§ **Goal**: Extend the passage on cybersecurity threats facing remote workforces, picking up after its final sentence.

§ **Extract to read**:
════════

While a remote workforce may come with many benefits, such as keeping everyone on your teams connected at all times and regardless of location, it isn’t without its downsides. One potential issue you may see with remote systems is the increased risk of cybersecurity threats.
Remote workers may not have the same level of security that in-house teams have, making it important to know what the potential risks are and how to mitigate them. Here we’ll take a look at some of the biggest threats affecting remote workforces and how you can avoid them.
In some cases, remote workforces may be vulnerable to certain attacks on unsecured corporate networks, which many businesses and workers rely on for communication and data sharing. Without the proper security measures in place, these networks are susceptible to different types of attacks.
To improve the security of your corporate networks, you should ensure all software is up to date, strengthen and protect your network passwords, and secure all emails.

════════

§ **Data listing**:
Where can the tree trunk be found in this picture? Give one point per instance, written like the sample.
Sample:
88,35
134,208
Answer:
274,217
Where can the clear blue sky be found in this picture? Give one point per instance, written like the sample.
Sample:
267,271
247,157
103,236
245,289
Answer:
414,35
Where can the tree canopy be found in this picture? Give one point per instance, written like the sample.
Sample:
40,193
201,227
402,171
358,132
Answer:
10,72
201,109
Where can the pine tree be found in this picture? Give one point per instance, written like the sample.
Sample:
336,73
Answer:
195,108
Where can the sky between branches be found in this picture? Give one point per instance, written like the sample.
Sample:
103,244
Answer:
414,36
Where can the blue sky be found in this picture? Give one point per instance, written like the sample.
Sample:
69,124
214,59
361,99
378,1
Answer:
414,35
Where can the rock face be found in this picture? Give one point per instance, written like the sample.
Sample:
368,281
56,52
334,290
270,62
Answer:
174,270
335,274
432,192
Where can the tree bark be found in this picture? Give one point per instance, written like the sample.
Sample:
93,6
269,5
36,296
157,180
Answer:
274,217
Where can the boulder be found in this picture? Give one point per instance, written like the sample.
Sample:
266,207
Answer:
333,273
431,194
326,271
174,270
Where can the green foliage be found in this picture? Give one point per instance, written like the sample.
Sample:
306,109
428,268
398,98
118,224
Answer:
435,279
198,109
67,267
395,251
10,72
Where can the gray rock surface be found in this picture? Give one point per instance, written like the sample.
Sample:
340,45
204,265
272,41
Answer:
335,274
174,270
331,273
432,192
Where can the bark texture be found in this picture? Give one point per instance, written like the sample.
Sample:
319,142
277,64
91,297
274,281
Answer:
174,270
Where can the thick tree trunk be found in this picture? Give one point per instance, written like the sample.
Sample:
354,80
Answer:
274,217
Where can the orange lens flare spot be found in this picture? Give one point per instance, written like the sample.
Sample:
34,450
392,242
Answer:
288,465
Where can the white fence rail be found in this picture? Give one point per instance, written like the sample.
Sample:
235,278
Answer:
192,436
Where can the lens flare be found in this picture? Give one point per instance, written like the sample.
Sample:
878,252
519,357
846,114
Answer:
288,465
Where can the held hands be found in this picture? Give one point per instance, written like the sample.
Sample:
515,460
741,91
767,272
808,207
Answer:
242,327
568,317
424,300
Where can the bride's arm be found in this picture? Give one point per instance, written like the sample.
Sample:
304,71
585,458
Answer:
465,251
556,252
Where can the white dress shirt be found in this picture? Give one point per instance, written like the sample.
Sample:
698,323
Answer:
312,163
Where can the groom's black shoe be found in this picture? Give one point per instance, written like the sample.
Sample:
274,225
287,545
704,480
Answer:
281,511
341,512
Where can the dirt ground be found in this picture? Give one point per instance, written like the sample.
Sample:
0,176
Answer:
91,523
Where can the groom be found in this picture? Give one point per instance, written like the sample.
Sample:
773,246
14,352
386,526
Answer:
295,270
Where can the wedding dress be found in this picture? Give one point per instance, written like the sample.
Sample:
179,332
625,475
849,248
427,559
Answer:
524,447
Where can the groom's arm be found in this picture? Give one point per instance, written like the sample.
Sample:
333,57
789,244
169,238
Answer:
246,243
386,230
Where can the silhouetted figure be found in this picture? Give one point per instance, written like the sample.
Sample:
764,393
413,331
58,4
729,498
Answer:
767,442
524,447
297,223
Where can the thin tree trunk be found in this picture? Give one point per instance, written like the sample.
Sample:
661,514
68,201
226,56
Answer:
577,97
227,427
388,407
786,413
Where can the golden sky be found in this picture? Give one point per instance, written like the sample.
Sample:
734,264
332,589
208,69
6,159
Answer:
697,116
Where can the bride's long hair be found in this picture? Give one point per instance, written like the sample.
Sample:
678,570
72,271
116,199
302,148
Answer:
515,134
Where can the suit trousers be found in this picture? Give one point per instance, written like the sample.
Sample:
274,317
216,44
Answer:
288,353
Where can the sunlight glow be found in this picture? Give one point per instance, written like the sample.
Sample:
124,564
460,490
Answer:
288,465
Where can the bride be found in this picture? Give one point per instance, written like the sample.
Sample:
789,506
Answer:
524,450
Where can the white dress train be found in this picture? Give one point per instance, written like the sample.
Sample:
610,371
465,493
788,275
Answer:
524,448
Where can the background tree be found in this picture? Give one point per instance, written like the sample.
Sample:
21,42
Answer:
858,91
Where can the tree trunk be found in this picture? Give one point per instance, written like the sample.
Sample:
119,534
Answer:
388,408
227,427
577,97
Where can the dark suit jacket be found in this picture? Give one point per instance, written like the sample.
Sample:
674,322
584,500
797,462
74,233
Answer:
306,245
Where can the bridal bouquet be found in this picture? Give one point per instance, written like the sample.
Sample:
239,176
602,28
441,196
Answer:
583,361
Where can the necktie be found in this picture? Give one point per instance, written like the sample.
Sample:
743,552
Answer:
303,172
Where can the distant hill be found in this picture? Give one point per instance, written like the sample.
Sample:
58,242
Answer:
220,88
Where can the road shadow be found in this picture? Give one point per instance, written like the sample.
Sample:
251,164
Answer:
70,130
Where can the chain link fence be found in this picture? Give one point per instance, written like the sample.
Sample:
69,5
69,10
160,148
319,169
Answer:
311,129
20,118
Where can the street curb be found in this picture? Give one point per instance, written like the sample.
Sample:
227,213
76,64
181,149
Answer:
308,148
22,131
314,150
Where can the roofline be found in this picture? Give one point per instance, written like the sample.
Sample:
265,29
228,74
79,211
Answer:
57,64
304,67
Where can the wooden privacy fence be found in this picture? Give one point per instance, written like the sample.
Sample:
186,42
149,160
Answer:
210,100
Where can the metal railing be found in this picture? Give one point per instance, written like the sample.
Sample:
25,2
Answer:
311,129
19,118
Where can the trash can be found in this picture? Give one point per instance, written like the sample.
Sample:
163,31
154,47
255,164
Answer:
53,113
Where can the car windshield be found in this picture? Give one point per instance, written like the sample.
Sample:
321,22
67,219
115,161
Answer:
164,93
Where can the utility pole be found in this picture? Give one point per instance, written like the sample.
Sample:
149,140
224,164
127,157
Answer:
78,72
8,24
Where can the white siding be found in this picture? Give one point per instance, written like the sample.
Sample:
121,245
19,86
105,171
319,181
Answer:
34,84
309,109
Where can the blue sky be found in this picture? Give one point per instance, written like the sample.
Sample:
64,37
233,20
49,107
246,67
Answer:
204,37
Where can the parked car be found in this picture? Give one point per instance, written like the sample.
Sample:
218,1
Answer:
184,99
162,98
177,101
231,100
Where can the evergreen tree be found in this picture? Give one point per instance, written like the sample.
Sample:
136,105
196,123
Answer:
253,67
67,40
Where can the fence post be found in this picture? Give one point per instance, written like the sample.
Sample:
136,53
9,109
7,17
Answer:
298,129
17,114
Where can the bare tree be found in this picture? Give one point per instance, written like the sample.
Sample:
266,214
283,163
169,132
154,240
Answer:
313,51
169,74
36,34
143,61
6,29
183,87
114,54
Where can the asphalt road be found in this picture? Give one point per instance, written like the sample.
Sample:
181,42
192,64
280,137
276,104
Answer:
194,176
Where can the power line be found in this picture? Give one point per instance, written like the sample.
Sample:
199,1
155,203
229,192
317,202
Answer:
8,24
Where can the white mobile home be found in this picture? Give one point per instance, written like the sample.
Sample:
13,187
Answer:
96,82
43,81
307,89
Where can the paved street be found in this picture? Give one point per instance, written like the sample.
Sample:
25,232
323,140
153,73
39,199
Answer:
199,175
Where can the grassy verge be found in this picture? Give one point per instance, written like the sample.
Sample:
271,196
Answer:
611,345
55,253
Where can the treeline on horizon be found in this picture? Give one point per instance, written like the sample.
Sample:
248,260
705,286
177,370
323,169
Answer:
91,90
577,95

════════

§ **Result for this exercise**:
Sometimes the hardware itself might be vulnerable to various attacks. This would normally involve remote workers with unsecured devices making themselves vulnerable to certain hardware attacks. For example, they may fail to create a passcode for their phones or download malicious software to their laptops and other devices, allowing hackers and others to access data or take control of these devices.
Remote workforces can take steps to protect their devices, including setting up effective and secure logins and storing devices in safe locations when not in use. You could also take a cue from bigger tech brands and use a physical security key, which is a device such as a flash drive that you must physically insert into your device to unlock it.
Of course, when remote workers are away from your office and secure in-house network, there’s always the chance your employees may use an unsecure public or even private network. One of the advantages of remote work for employees is the ability to work everywhere, whether commuting to and from the office or in another public location.
The main issue with this flexibility is the use of unsecure Wi-Fi networks that could make individuals susceptible to attacks in public spaces. The main reason for this vulnerability is that public Wi-Fi connections don’t typically have data encryption measures in place, allowing intruders to hack into the network and compromise traffic and data.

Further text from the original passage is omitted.